Write out the full set of records below exactly.

Available data.
>>
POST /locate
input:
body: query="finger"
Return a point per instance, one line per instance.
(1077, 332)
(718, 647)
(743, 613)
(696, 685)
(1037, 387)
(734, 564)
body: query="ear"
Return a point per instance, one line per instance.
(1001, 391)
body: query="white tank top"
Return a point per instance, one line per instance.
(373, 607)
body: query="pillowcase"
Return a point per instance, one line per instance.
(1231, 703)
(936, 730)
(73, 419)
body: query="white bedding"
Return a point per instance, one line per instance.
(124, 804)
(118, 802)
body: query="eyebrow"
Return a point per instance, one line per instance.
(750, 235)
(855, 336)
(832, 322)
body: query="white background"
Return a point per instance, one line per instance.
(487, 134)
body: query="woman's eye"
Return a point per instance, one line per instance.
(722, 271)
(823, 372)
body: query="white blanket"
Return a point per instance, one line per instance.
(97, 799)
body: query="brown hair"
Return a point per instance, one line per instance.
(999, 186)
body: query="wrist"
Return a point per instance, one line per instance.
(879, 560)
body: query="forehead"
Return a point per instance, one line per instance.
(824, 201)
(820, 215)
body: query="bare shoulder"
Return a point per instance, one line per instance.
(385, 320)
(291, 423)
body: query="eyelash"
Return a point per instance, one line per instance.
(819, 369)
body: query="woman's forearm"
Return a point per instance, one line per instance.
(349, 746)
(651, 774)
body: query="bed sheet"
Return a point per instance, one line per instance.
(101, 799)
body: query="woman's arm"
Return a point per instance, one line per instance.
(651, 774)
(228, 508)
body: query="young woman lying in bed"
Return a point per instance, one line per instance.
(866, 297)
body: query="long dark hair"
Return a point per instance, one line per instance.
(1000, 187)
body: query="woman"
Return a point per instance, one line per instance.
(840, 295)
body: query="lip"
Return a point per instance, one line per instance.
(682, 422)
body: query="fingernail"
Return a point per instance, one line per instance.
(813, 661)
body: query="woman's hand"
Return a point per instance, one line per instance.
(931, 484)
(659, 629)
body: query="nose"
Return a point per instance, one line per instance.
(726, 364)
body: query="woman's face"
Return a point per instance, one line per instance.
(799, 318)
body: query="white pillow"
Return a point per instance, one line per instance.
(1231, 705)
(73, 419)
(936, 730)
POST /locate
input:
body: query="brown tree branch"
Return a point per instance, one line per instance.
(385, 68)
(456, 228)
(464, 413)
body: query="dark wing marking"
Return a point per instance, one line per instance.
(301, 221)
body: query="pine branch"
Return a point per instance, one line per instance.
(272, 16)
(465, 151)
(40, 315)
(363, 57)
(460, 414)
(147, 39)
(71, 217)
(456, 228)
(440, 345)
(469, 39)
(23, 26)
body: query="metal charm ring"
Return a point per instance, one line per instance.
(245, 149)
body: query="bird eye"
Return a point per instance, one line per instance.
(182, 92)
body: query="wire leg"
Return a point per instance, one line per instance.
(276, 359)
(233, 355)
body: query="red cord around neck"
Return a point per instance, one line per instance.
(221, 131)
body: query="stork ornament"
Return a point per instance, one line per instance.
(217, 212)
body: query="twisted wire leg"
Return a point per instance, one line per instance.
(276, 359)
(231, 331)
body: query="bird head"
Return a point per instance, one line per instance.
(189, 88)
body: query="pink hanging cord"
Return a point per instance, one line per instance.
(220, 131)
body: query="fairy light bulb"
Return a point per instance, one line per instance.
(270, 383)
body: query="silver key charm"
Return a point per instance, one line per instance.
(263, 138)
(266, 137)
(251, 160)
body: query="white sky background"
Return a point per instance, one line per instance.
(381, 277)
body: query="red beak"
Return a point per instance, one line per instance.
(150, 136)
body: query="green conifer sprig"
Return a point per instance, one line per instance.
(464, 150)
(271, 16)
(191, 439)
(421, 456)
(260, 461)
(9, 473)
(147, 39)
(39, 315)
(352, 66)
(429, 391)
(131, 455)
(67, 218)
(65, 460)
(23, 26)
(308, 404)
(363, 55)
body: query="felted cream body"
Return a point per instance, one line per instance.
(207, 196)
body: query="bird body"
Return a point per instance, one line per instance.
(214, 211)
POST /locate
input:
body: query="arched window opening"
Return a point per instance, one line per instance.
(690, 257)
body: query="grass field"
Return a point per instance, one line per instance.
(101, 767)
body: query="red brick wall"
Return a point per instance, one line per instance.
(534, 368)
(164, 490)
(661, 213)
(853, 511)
<<
Answer to this exercise.
POST /locate
input:
body: query="finger"
Return a point per instance, one line per instance.
(1077, 332)
(718, 647)
(743, 613)
(696, 685)
(1037, 387)
(734, 564)
body: query="ear"
Return a point per instance, one line per instance.
(1001, 391)
body: query="white tank top"
Return a point per instance, one line per instance.
(373, 607)
body: query="pillowcase"
Return a point per instance, one line per instance.
(1231, 703)
(936, 730)
(73, 419)
body: query="white bedding"
Return a point per instance, one line per instance.
(124, 804)
(118, 802)
body: query="eyebrow"
Return a point per instance, one line per instance.
(750, 235)
(855, 336)
(832, 322)
body: query="white background"
Return a point per instance, one line per instance.
(487, 134)
body: query="woman's eye"
Return a point per instance, one line per instance.
(722, 271)
(823, 372)
body: query="white blanket"
Return a point per instance, one line per instance.
(97, 799)
body: query="brown hair"
Return a point per instance, one line per instance.
(999, 186)
body: query="wrist"
Return a point per instance, one line per instance.
(879, 560)
body: query="forehead"
Return a point per instance, one line per instance.
(824, 201)
(820, 215)
body: query="bare shoulder"
Return a point per instance, one line per instance.
(385, 320)
(291, 423)
body: query="eyelash"
Return a point per instance, one line per instance.
(819, 369)
body: query="woman's forearm"
Return a point per instance, one line per instance.
(349, 746)
(651, 774)
body: query="bed sheet"
Return a point per instance, one line per instance.
(101, 799)
body: query="woman's arm"
Return a point per instance, one line per instance.
(651, 774)
(228, 508)
body: query="young woman lying in bed"
Return a point per instance, one line per instance.
(866, 297)
body: query="long dark hair"
Return a point per instance, one line per instance.
(1000, 187)
body: query="woman"
Return a point per instance, one line per instance.
(840, 295)
body: query="lip"
Return a point per instance, one line per instance.
(682, 422)
body: query="fingernail"
Return a point per instance, one line per instance.
(813, 661)
body: query="woman's hand"
Return a point per instance, one line per instance.
(931, 484)
(659, 629)
body: query="nose"
Return a point per instance, one line per instance.
(726, 364)
body: query="woman's face"
Return a point per instance, one line per instance.
(799, 318)
body: query="white pillow"
Return a point per instance, one line per instance.
(1231, 705)
(73, 419)
(936, 730)
POST /locate
input:
body: query="brown tree branch"
Return a point per instance, one line per instance.
(385, 68)
(456, 228)
(464, 413)
body: query="dark wing marking"
Return a point per instance, one line per instance.
(301, 221)
body: query="pine branch"
Return a point per instance, one line per instance.
(272, 16)
(465, 151)
(40, 315)
(363, 57)
(460, 414)
(147, 39)
(71, 217)
(456, 228)
(440, 345)
(469, 39)
(23, 26)
body: query="metal charm ring"
Return a point per instance, one line per instance.
(245, 149)
body: query="bird eye"
Return a point per instance, one line per instance.
(182, 92)
body: query="wire leg"
Return a point per instance, one line per instance.
(276, 359)
(233, 355)
body: query="red cord around neck"
Return a point per instance, one line per instance.
(221, 131)
body: query="stork ornament"
Return a point per instance, one line per instance.
(217, 212)
body: query="twisted wire leg"
Return a point per instance, one line per instance.
(276, 359)
(231, 331)
body: query="bird head"
Return a point per instance, one line per instance.
(189, 88)
body: query="pink hanging cord"
Return a point per instance, one line per instance.
(220, 131)
body: query="fairy light bulb"
Return a point per instance, one line per instance.
(270, 383)
body: query="silver key charm"
Return a point per instance, one line per instance.
(263, 138)
(266, 137)
(251, 160)
body: query="white sky background"
Return a point per instance, one line per instance.
(381, 277)
body: query="red beak"
Return a point per instance, one line per instance.
(150, 136)
body: query="green conifer sprig"
Return a point per instance, one line per instance.
(464, 150)
(271, 16)
(191, 439)
(421, 456)
(260, 461)
(9, 473)
(147, 39)
(39, 315)
(352, 66)
(429, 391)
(131, 455)
(67, 218)
(65, 460)
(23, 26)
(308, 404)
(363, 55)
body: query="felted cream body"
Return a point per instance, one line per instance.
(207, 196)
body: query="bird body"
Return a point per instance, one line per instance.
(214, 211)
POST /locate
input:
body: query="arched window opening"
Return a point per instance, one line per instance.
(690, 257)
body: query="grass field"
Return a point per instance, one line per instance.
(101, 767)
body: query="red brick wall"
Return a point per instance, one line per instance.
(534, 368)
(164, 490)
(661, 213)
(853, 511)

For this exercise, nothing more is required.